À VOIR : la carte des températures de l'eau de la mer Méditerranée en temps réel.

Un nouveau record de chaleur en surface

Ce 15 août 2024, la température médiane quotidienne de la surface de la mer Méditerranée a atteint une valeur inédite de 28,90°C, battant le record de 28,71°C mesuré le 24 juillet 2023.

Ces relevés préliminaires sont issus des données satellitaires du service maritime de l'observatoire européen Copernicus, qui remontent jusqu'à 1982.

La température maximale du 15 août a été atteinte sur la côte égyptienne à El-Arish (31,96ºC). Cette valeur doit toutefois être prise avec précaution avant une vérification humaine plus approfondie.

Justino Martinez, chercheur de l'Institut des sciences de la mer (ICM) de Barcelone et de l'institut catalan ICATMAR

Pendant deux étés successifs, la Méditerranée aura ainsi été plus chaude que lors de l'été caniculaire hors norme de 2003, où une médiane journalière avait été mesurée à 28,25°C le 23 août, record qui a tenu vingt ans.

Canicule, sécheresse et incendies

Le nouveau record intervient après un mois de juillet brûlant sur une large partie du bassin méditerranéen, également frappé par les canicules, la sécheresse et des incendies, comme ceux exceptionnels en août en Grèce.

Le record a aussi été battu pour la température moyenne quotidienne (28,56°C le 15 août contre 28,40°C le 24 juillet 2023), selon Justino Martinez, mais cette mesure est moins pertinente que la température médiane car plus fortement perturbée par des relevés très atypiques dans des points isolés de la Méditerranée.

Aujourd'hui, "ce qui est remarquable n'est pas tant d'atteindre un maximum sur un jour donné, mais d'observer une longue période de températures aussi élevées", a expliqué Justino Martinez. Comme si des canicules sous-marines chauffaient la mer et décimaient une partie de la faune et de la flore. Certains spécialistes parlent même d'incendies sous-marins.

Depuis 2022, les températures de surface sont élevées sur une longue période de façon anormale, même quand on prend en compte le contexte du changement climatique.

Justino Martinez

Une chaleur qui tarde dans la saison estivale

Le record de 2023 est toutefois battu cette année près de trois semaines plus tard, alors que les températures de surface amorcent en général une baisse à partir de la fin août.
L'anomalie, de 3°C voire plus de 4°C au-dessus des normales, est particulièrement forte mi-août dans le Golfe de Venise, la mer de Ligurie (entre la Corse, Nice et l'Italie) ou entre la Sicile et l'Italie, avec des températures au-delà ou proches des 30°C. "Mer bouillante en Campanie", la région de Naples, titrait mardi le quotidien La Repubblica.

__________

Exercice ▸
D'après le texte sur le record de chaleur en Méditerranée, pourquoi la température moyenne quotidienne est-elle moins pertinente que la température médiane ? Répondez en une à trois phrases.

(Entrées de données)
__________

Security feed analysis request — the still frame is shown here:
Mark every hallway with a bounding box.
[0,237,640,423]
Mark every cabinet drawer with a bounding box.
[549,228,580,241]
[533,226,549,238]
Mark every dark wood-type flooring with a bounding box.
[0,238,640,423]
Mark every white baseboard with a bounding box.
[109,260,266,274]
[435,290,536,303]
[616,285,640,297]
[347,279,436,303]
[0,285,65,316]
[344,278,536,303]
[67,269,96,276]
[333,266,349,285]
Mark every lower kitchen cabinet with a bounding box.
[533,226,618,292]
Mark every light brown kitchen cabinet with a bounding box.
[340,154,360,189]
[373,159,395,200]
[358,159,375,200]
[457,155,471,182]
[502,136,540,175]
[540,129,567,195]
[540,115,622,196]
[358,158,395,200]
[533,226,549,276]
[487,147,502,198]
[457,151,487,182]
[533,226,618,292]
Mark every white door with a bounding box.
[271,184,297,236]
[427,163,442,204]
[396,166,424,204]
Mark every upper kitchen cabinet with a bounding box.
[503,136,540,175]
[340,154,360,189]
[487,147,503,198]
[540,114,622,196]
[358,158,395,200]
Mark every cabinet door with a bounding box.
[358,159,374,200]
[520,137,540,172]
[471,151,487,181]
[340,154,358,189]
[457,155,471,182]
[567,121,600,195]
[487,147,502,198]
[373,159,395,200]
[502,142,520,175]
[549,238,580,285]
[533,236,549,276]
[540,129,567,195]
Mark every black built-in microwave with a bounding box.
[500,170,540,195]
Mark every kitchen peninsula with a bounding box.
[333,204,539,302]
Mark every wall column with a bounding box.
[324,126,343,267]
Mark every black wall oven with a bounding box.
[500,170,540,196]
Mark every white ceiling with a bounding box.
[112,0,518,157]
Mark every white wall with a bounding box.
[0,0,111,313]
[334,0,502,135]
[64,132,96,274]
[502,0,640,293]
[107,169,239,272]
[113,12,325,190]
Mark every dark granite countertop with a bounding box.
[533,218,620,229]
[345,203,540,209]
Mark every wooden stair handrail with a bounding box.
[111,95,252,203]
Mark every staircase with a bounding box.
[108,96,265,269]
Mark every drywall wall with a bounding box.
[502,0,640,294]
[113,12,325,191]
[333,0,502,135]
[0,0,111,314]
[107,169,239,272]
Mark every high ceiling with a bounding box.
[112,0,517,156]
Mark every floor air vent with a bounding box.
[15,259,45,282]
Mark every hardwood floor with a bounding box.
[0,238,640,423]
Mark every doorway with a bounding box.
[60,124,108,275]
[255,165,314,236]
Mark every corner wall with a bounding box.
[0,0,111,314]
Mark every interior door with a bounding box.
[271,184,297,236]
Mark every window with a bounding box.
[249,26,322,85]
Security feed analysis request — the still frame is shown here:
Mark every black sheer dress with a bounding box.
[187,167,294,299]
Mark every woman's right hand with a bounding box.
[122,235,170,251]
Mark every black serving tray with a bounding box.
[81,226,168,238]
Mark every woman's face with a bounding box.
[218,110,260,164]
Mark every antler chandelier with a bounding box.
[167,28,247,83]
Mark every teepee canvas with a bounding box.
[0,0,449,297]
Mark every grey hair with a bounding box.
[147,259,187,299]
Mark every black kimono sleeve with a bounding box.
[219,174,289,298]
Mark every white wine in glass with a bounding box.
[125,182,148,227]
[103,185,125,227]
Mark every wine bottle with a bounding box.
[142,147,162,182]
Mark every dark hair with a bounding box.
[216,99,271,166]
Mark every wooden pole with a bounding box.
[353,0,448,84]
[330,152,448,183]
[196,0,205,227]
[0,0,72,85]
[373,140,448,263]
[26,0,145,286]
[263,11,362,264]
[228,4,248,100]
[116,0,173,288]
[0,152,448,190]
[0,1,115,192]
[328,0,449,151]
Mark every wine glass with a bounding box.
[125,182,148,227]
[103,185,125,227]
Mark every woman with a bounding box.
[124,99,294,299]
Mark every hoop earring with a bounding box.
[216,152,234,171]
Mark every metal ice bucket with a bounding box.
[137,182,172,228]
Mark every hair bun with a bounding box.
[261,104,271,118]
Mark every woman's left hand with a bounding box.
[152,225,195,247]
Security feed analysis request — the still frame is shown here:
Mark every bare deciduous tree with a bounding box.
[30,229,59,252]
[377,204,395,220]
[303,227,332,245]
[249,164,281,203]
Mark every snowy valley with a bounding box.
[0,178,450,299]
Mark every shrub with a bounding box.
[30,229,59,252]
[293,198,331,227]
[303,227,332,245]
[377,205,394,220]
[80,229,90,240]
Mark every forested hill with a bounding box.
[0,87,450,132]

__________

Zone de réponse ▸
La température moyenne quotidienne est plus fortement perturbée par des relevés très atypiques dans des points isolés de la Méditerranée. C'est pourquoi elle est jugée moins pertinente que la température médiane.